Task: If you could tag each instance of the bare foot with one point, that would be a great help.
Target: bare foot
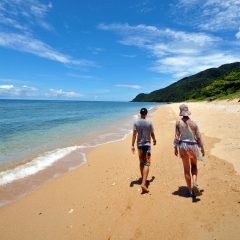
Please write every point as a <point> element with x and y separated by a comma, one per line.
<point>144,188</point>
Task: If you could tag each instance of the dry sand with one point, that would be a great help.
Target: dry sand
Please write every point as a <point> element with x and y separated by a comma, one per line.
<point>102,199</point>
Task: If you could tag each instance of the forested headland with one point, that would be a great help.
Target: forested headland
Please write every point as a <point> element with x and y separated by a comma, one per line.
<point>213,83</point>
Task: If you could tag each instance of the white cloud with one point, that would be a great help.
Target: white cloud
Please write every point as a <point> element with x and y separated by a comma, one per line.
<point>127,86</point>
<point>238,34</point>
<point>128,56</point>
<point>175,52</point>
<point>9,91</point>
<point>26,43</point>
<point>32,12</point>
<point>6,87</point>
<point>212,15</point>
<point>60,93</point>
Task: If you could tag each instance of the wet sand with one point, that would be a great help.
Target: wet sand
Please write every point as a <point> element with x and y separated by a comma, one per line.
<point>103,200</point>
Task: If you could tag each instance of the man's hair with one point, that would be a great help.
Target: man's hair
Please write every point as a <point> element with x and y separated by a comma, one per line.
<point>143,111</point>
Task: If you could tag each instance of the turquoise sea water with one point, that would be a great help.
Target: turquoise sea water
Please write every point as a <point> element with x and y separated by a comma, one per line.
<point>38,135</point>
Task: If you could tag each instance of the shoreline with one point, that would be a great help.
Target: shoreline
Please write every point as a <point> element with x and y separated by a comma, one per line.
<point>102,199</point>
<point>16,189</point>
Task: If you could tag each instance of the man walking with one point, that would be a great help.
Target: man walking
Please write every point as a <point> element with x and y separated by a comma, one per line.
<point>143,130</point>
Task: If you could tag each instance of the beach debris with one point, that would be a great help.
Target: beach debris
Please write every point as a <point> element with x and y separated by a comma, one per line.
<point>71,211</point>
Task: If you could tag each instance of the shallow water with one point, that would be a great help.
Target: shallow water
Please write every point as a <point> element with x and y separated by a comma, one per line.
<point>41,140</point>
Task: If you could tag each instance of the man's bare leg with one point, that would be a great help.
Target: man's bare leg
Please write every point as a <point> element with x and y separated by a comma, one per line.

########################################

WHAT NEEDS TO BE DONE
With the line holding "Target: man's hair" as the first and the line holding "Target: man walking" as the last, set down that range of the entries above exactly, and nothing else.

YOUR SOLUTION
Target: man's hair
Please write every point as a <point> element with x and y separated by a comma, one per line.
<point>143,111</point>
Task: If you could tag each instance of the turquoise sea water with one point, that would be a great help.
Target: turquoise sea water
Please write every point as a <point> element with x and y separated by a comma, one per line.
<point>38,135</point>
Task: If you could tag each instance of the shoreline with one point, that would be a great help.
Target: shoreline
Please write every point as a <point> element with x and y separated by a comma, one per line.
<point>102,199</point>
<point>16,189</point>
Task: If you could tag each instance of the man walking with one point, that would be a great help.
Target: man walking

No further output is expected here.